-------- Selected passage --------

# Various Male Mice- Missing tail tips- Bristol



## Mickelmarsh Mouse (Apr 21, 2010)

Contact/organisation details:
Mickelmarsh Mouse House, Bristol
http://mickelmarsh.webs.com
Preferred method of contact:
mickelmarsh-mice(at)hotmail(dot)co(dot)uk

Does the animal have rescue back up: Yes
Location: BS7, Bristol, Avon
Transport available: Fairly regular transport to Southampton and Exeter.

Species: FANCY MICE

These boys have had a terrible start to life but are still very loving. Please don't overlook them.
































As their markings are still coming through these photos are just to give an idea of colourings.

Number of animals: 1
Will the group be split: N/A
Sex: Male
Age(s): Unknown
Name(s): Klaus
Colours: Tri-coloured.
Neutered: No, we're hoping to have his done soon.
Reason for rehoming: Owners became overwhelmed
Temperament: Although nervous from his experience of life so far Klaus has improved rapidly from the mouse he was at arrival. He enjoys playtime and will definitely benefit from more one-to-one attention.
Medical problems: Old wounds. No further treatment should be required.
Other info: None.

Number of animals: 2
Will the group be split: No.
Sex: Male
Age(s): Born between Sep and Nov 2012
Name(s): Sundae and Neapolitan
Colours: Beige+White and Tri-coloured, markings are still coming through.
Neutered: No
Reason for rehoming: Owners became overwhelmed
Temperament: Although nervous from their experience of life so far these lads have improved rapidly from the mice they were at arrival. They enjoy playtime and will definitely benefit from more one-to-one attention.
Medical problems: Old wounds, missing tail tips. No further treatment should be required.
Other info: Care should be taken when planning the cage layout, as their balance is slightly effected.

Number of animals: 2
Will the group be split: No.
Sex: Male
Age(s): Born between Sep and Nov 2012
Name(s): Choc-Ice and Fudge.
Colours: Tri-coloured, markings are still coming through.
Neutered: No
Reason for rehoming: Owners became overwhelmed
Temperament: Although nervous from their experience of life so far these lads have improved rapidly from the mice they were at arrival. They enjoy playtime and will definitely benefit from more one-to-one attention.
Medical problems: Old wounds, missing tail tips. No further treatment should be required.
Other info: Care should be taken when planning the cage layout, as their balance is slightly effected.

Number of animals: 4
Will the group be split: No.
Sex: Male
Age(s): Born between Sep and Nov 2012
Name(s): Choc-Chip, Butterscotch, Rum and Raisin
Colours: Beige+White, Beige+White and Tri-coloured, markings are still coming through.

-------- Raw data --------

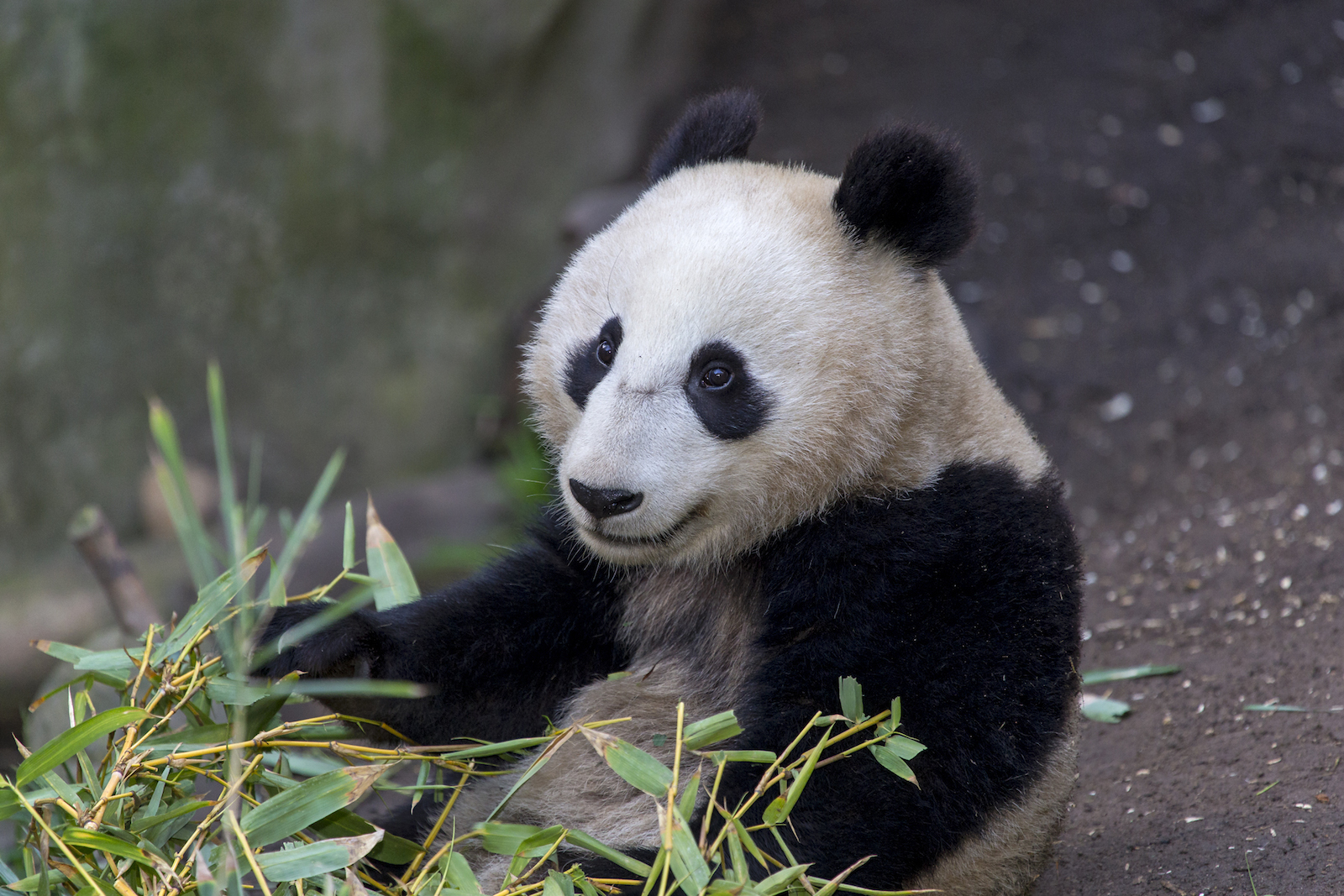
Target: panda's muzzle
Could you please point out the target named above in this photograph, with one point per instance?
(605, 503)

--------

Continue the Bristol rehoming listing for male mice from the point where it stops.

Neutered: No
Reason for rehoming: Owners became overwhelmed
Temperament: Although nervous from their experience of life so far these lads have improved rapidly from the mice they were at arrival. They enjoy playtime and will definitely benefit from more one-to-one attention.
Medical problems: Old wounds, missing tail tips. No further treatment should be required.
Other info: Care should be taken when planning the cage layout, as their balance is slightly effected.

Number of animals: 4
Will the group be split: No.
Sex: Male
Age(s): Born between Sep and Nov 2012
Name(s): Magnum, Rocky (Road), Cornetto and (Mr) Whippy
Colours: Tri-coloured, markings are still coming through.
Neutered: No
Reason for rehoming: Owners became overwhelmed
Temperament: Although nervous from their experience of life so far these lads have improved rapidly from the mice they were at arrival. They enjoy playtime and will definitely benefit from more one-to-one attention.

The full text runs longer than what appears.